____ Listed records
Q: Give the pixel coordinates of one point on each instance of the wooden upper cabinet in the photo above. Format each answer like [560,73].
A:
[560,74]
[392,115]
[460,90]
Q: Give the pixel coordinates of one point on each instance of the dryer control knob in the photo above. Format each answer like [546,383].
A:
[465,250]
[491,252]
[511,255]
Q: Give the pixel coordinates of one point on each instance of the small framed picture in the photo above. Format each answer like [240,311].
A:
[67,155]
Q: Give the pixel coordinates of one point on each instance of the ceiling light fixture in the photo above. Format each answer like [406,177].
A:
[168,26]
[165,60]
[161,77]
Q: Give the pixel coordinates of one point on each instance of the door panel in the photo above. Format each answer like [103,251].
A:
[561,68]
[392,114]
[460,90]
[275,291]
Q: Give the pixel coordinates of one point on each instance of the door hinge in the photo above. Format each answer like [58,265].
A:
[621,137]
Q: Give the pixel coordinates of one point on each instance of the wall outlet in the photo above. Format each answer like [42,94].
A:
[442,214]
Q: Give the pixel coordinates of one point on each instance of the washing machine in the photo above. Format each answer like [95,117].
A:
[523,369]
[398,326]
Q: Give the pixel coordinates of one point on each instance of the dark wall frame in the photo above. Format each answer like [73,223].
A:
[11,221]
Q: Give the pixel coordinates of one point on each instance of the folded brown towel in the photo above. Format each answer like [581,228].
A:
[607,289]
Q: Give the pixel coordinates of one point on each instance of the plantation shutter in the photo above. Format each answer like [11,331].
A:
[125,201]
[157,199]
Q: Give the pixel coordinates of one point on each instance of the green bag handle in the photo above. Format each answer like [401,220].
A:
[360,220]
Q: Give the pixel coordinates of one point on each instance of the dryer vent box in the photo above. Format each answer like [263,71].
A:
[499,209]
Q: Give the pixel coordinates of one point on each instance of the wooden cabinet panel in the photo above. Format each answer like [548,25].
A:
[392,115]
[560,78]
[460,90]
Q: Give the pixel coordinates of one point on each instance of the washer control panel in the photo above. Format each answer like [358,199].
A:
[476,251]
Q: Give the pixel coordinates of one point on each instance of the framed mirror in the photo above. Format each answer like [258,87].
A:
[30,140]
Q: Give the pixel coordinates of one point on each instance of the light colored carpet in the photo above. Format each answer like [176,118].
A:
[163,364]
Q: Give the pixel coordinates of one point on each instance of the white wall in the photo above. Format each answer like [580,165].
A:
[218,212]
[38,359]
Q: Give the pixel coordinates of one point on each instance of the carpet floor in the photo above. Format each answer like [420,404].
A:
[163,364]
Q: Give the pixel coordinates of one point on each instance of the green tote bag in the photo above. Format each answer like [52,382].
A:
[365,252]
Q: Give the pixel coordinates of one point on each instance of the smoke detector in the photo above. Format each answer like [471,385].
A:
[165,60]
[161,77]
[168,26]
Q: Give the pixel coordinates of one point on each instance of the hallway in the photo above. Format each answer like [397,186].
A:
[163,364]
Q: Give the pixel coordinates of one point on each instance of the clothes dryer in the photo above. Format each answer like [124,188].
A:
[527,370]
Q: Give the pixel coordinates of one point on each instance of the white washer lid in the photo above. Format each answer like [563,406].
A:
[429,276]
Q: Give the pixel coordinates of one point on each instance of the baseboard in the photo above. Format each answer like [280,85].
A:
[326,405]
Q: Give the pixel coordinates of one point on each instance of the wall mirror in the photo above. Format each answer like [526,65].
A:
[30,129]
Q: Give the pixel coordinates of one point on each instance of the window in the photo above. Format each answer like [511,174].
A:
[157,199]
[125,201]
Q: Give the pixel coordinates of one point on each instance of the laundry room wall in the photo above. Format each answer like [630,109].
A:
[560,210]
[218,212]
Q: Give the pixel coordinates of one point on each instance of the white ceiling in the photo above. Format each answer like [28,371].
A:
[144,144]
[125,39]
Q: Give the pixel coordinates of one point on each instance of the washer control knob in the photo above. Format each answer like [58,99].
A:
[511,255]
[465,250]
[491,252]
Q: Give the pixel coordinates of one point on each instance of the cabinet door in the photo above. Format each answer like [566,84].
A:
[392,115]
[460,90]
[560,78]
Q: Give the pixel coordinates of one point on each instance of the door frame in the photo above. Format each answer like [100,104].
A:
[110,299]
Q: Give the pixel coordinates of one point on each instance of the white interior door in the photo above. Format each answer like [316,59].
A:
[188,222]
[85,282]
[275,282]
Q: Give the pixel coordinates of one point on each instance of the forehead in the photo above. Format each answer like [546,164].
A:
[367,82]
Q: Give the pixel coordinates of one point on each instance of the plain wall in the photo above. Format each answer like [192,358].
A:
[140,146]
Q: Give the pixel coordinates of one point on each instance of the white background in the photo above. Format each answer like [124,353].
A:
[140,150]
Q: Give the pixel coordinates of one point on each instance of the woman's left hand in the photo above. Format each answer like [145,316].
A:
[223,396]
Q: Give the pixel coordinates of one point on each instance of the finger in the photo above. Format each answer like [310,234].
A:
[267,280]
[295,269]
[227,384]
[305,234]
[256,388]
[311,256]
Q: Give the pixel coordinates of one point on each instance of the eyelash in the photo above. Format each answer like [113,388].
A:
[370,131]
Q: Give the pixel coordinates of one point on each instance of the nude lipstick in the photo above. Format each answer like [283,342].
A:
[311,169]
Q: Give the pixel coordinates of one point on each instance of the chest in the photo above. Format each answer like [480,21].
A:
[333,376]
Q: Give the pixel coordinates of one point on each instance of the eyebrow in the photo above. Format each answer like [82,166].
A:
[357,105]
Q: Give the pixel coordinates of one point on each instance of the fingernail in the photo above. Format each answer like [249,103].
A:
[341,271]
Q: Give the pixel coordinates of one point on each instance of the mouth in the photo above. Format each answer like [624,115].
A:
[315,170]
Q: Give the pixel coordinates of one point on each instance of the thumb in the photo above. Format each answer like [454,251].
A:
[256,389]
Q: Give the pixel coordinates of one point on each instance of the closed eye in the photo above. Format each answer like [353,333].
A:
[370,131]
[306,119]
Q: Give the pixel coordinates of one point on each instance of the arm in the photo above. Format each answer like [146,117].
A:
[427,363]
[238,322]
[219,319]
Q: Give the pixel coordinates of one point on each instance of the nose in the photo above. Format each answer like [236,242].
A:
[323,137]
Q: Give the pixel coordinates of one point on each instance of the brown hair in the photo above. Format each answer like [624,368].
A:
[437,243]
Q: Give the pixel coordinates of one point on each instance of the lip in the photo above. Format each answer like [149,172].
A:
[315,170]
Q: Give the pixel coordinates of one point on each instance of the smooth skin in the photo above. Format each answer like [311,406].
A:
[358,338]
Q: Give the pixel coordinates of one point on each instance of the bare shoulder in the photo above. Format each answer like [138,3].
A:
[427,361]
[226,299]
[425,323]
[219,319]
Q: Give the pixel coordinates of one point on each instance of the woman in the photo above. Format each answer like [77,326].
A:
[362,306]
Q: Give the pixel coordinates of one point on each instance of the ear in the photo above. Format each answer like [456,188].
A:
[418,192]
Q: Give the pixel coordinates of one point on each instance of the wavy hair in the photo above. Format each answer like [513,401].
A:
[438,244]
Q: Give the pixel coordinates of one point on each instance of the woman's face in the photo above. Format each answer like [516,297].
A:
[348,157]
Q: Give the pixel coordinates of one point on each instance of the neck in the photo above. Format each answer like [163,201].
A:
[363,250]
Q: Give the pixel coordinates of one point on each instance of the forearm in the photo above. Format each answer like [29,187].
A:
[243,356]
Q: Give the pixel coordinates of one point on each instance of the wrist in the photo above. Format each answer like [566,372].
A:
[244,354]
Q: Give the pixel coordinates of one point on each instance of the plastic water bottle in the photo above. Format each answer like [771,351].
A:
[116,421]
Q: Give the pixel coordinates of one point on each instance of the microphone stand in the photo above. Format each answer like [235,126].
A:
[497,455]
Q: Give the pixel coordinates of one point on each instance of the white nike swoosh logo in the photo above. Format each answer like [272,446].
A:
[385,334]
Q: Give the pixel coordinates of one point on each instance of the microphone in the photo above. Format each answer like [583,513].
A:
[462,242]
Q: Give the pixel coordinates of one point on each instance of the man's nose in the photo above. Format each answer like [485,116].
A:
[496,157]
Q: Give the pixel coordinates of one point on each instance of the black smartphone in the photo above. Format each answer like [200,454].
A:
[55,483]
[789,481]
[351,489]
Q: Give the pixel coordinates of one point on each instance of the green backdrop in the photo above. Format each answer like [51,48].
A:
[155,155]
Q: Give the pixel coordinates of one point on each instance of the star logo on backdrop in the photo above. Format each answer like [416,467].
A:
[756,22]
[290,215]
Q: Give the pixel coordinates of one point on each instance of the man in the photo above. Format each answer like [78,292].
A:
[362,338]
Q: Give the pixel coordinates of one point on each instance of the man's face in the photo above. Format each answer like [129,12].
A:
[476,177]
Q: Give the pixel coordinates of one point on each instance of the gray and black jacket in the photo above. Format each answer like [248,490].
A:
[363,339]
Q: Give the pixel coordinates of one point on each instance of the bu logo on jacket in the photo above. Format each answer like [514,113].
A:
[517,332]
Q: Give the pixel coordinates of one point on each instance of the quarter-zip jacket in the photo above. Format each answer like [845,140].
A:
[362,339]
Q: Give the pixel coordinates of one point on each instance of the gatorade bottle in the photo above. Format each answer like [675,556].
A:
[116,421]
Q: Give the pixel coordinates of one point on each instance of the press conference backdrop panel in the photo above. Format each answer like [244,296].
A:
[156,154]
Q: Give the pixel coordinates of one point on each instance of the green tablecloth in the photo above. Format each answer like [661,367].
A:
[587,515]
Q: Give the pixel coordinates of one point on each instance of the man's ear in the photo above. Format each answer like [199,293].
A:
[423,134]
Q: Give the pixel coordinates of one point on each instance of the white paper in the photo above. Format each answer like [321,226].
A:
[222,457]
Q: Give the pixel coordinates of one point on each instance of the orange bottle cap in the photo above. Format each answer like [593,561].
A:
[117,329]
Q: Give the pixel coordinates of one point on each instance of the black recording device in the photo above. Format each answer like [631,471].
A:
________
== Task ==
Take the line that contains "answer like [416,467]." and every line after it through the end of the listing above, and repeat them exactly.

== Result of the task ==
Q: Give the pixel coordinates of one point on each instance of the star logo on backdrop in the photo above. Format each answer like [416,467].
A:
[756,22]
[290,215]
Q: Give the pixel coordinates of one point on each instance of the man in the photo above. Format each answer like [78,292].
A:
[362,338]
Q: Give the pixel coordinates of one point on each instance of the man's face in the photo above. Format each answer like [129,12].
A:
[476,177]
Q: Give the pixel coordinates of one point on each instance of the gray and black jacket in the photo above. Format each answer like [248,490].
A:
[363,339]
Q: Give the pixel coordinates of one point on each instance of the bu logo on jacket in the photo above. Format each answer like [514,113].
A:
[517,332]
Q: Give the pixel coordinates of one point on each instance of the quarter-zip jacket in the photo above. Format each answer like [845,140].
A:
[362,339]
Q: Give the pixel coordinates of one point on each instance of the gatorade bottle in the photo above. Format each answer like [675,556].
A:
[116,421]
Q: Give the pixel coordinates of one point on each instance of the press conference backdrop panel in the photo above. Format each answer like [244,296].
A:
[156,154]
Q: Give the pixel coordinates of one point on each instance of the green tablecloth in the photo above. Format each answer like [661,367].
A:
[587,515]
Q: Give the pixel coordinates of one point on each instance of the man's ear in the photo above. Format each answer like [199,293].
A:
[423,134]
Q: Give the pixel coordinates of one point on each instance of the white paper in the photo above. Format each answer like [321,226].
A:
[222,457]
Q: Give the pixel coordinates of one point on each instance of the orange bottle cap in the photo above. Format each answer like [593,561].
A:
[117,329]
Q: Give the pixel coordinates of one point on each instance of the black recording device in the photo above. Format each answer like [631,471].
A:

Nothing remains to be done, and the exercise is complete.